To do: Please write out only the lines from the line with "Might I ask you to point at the blurred" to the line with "Query: parked car", inclusive, exactly as they stand below, without the pictures.

Exercise input:
-=-=-=-=-

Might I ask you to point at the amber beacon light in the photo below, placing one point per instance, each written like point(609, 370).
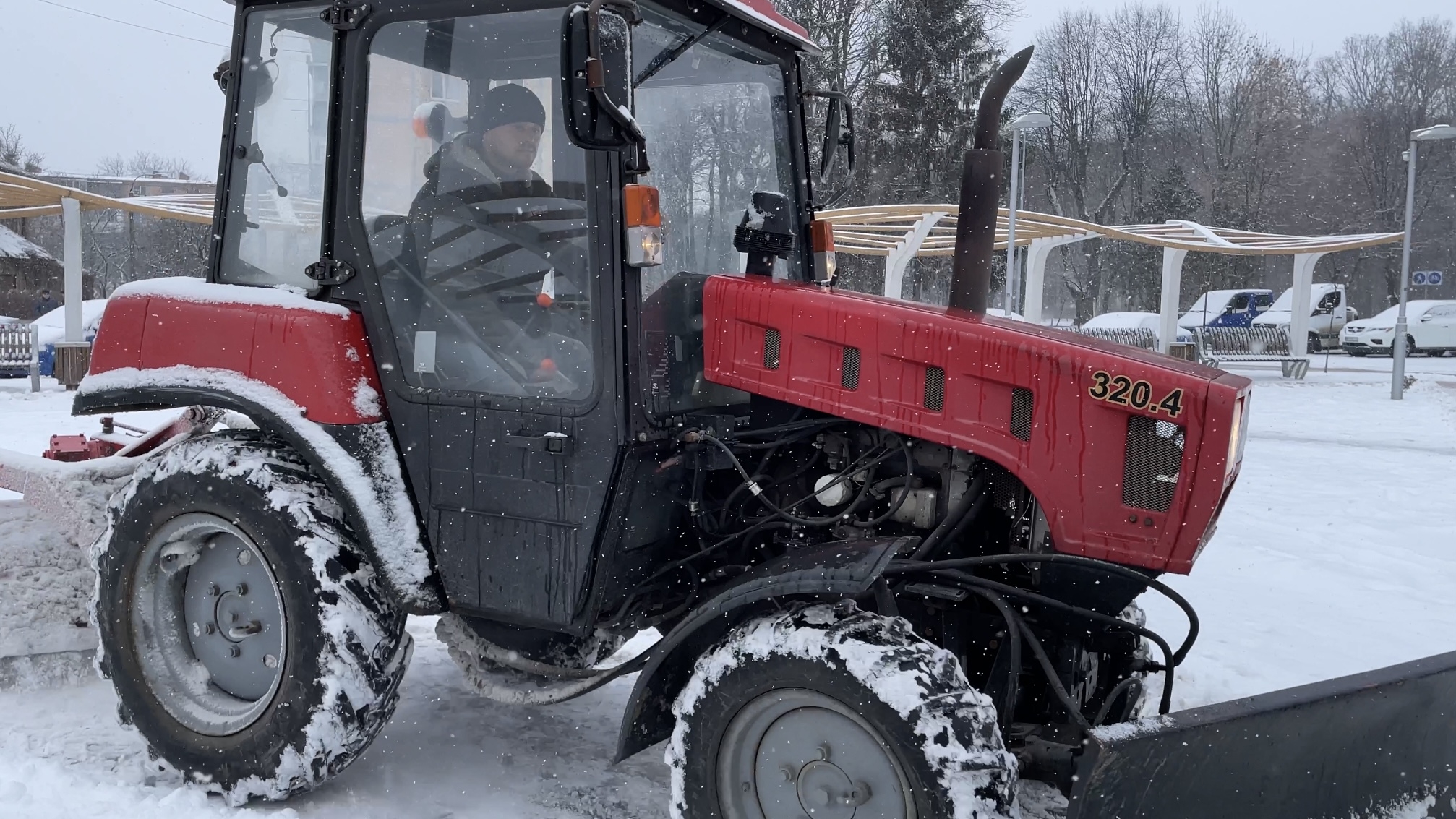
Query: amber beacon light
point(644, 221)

-=-=-=-=-

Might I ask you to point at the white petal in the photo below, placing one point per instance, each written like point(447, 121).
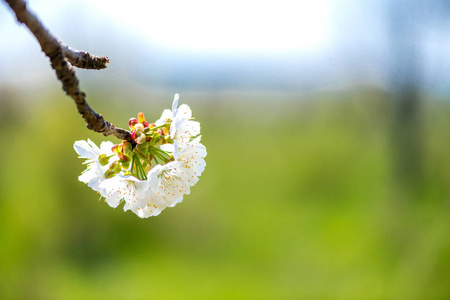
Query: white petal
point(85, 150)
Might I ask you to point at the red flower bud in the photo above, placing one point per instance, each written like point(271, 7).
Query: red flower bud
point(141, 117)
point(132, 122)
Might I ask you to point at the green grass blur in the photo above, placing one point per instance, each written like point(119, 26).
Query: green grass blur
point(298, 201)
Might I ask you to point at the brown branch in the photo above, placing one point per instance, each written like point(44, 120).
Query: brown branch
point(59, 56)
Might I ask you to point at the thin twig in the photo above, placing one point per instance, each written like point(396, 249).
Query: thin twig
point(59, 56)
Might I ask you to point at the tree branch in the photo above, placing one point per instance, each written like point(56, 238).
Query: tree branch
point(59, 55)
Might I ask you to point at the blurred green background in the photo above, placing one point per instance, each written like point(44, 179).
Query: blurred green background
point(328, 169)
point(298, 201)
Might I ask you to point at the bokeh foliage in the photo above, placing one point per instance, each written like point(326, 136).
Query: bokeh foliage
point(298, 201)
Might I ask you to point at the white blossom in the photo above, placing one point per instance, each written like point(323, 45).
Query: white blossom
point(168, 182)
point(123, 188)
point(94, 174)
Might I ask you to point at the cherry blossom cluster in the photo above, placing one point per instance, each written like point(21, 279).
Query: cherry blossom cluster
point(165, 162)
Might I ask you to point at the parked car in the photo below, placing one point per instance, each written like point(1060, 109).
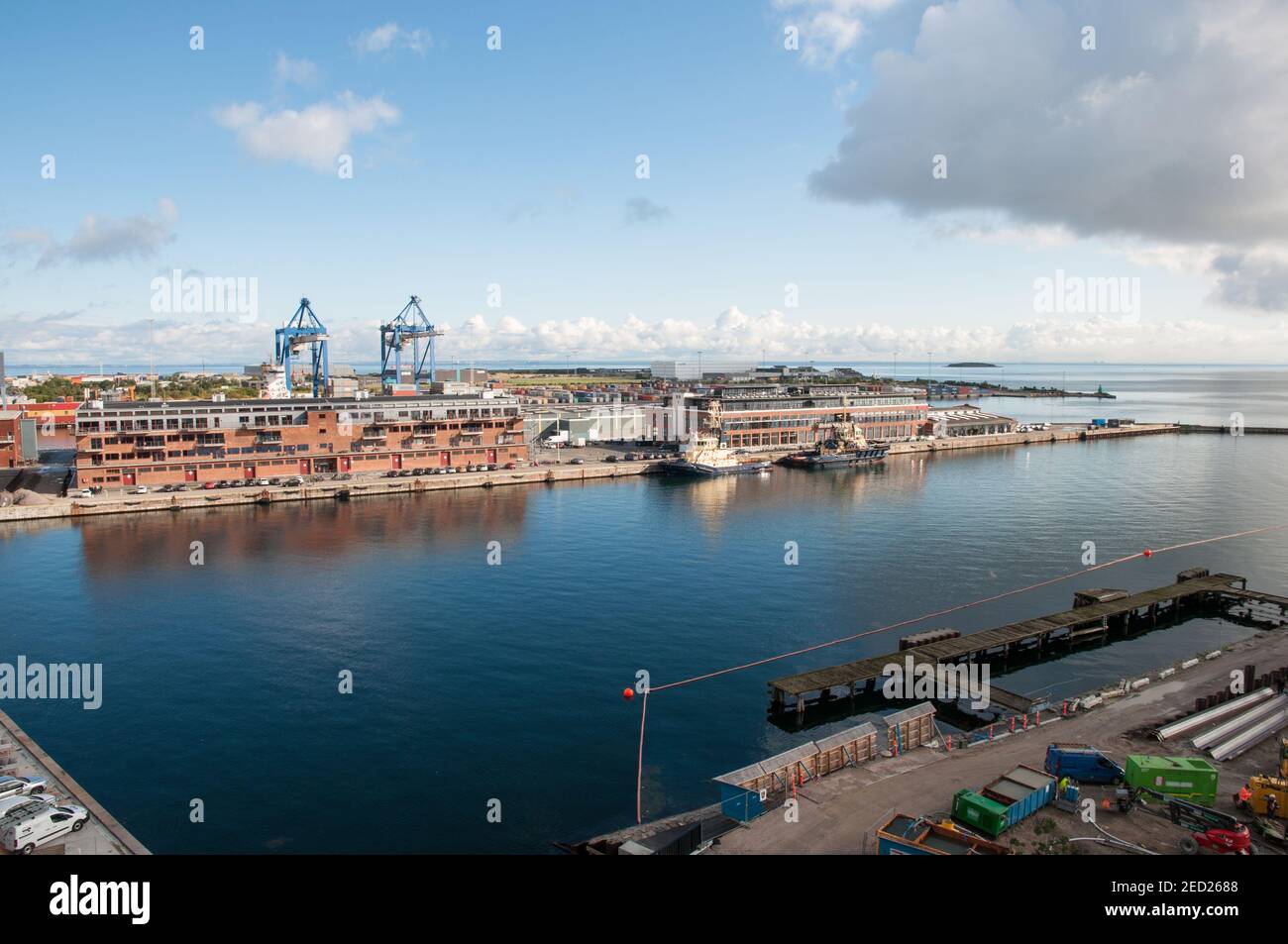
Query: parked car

-=-=-=-=-

Answer below:
Might I ask you to point at the blurred green background in the photo above, placing one point per instance, each written like point(44, 179).
Query: blurred green background
point(328, 169)
point(298, 201)
Might I ask you to point at the bokeh foliage in the photo above, placing one point per instance, each written like point(326, 136).
Query: bokeh foliage
point(298, 201)
Might I ask you to point at the white blossom in the photo above, placing one point per instance, each written like point(323, 45).
Query: white blossom
point(168, 182)
point(123, 188)
point(94, 174)
Might I ask you to point at the cherry blossom cluster in the photo above, placing one point per instance, each written like point(21, 279).
Query: cherry blossom cluster
point(165, 162)
Might I ask you to point at the parked car in the photo below, placing one point per instance, each written like point(1060, 109).
Query: parked car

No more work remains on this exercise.